-- Opening Marker --

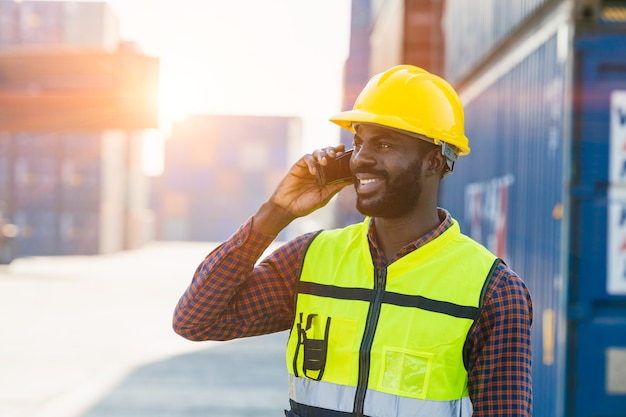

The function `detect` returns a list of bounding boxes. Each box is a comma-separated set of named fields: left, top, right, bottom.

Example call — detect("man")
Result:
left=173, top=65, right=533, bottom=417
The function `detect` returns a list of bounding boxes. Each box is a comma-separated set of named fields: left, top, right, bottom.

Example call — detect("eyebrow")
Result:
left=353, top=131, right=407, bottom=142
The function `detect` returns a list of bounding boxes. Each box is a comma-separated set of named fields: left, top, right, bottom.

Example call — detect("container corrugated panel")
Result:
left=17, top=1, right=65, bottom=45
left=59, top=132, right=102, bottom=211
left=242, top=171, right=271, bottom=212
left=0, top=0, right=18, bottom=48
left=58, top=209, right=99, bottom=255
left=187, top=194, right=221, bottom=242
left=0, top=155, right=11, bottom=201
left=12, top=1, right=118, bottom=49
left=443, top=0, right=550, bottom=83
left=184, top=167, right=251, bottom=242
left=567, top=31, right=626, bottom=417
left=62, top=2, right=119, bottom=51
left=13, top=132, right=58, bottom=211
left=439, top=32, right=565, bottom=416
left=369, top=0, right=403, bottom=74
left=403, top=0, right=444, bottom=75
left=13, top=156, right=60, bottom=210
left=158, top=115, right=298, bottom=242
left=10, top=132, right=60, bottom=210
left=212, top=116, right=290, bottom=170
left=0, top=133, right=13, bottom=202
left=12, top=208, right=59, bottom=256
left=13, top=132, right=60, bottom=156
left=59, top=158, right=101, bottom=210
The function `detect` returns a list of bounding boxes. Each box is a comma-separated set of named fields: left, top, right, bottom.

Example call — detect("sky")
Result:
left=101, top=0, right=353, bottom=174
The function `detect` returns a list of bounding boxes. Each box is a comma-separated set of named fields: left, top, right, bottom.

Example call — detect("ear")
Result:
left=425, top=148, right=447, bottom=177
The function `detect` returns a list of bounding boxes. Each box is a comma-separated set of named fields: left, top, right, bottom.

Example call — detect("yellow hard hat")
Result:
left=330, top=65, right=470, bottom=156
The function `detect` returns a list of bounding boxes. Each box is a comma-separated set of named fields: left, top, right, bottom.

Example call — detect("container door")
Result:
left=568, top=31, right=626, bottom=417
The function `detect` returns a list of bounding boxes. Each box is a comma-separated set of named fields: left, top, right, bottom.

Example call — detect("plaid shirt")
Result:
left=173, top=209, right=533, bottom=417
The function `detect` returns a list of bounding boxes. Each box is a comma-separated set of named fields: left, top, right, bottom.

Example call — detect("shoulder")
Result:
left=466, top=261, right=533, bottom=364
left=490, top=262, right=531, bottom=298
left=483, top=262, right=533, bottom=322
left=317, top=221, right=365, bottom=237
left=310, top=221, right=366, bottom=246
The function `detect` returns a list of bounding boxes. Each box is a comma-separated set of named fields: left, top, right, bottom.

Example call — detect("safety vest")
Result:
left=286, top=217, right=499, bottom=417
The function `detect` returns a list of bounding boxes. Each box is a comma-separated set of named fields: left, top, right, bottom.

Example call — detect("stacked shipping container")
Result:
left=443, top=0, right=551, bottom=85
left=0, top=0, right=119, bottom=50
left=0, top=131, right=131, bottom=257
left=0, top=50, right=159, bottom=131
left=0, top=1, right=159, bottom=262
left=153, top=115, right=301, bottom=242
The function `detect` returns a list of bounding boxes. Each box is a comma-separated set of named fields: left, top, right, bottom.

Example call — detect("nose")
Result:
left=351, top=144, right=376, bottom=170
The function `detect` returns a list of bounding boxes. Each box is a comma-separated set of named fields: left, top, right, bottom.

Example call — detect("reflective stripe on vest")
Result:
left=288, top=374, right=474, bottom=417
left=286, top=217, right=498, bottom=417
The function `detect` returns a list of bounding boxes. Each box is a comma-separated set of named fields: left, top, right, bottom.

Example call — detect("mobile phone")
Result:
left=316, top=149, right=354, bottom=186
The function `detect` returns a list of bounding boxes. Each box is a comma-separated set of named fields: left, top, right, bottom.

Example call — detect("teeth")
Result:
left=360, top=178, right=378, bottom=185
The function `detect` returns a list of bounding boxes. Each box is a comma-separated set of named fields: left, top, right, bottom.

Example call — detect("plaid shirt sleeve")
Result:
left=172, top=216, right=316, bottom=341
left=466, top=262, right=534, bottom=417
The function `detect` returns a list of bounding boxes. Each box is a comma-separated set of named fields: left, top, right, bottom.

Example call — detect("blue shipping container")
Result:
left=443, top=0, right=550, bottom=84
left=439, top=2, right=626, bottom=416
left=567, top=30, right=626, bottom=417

-- Closing Marker --

**What to work on**.
The answer must consist of every line from the listing above that includes the word "shipping".

**Exercise output**.
Example call — detect("stacked shipping container")
Example call — detect("blue shipping container")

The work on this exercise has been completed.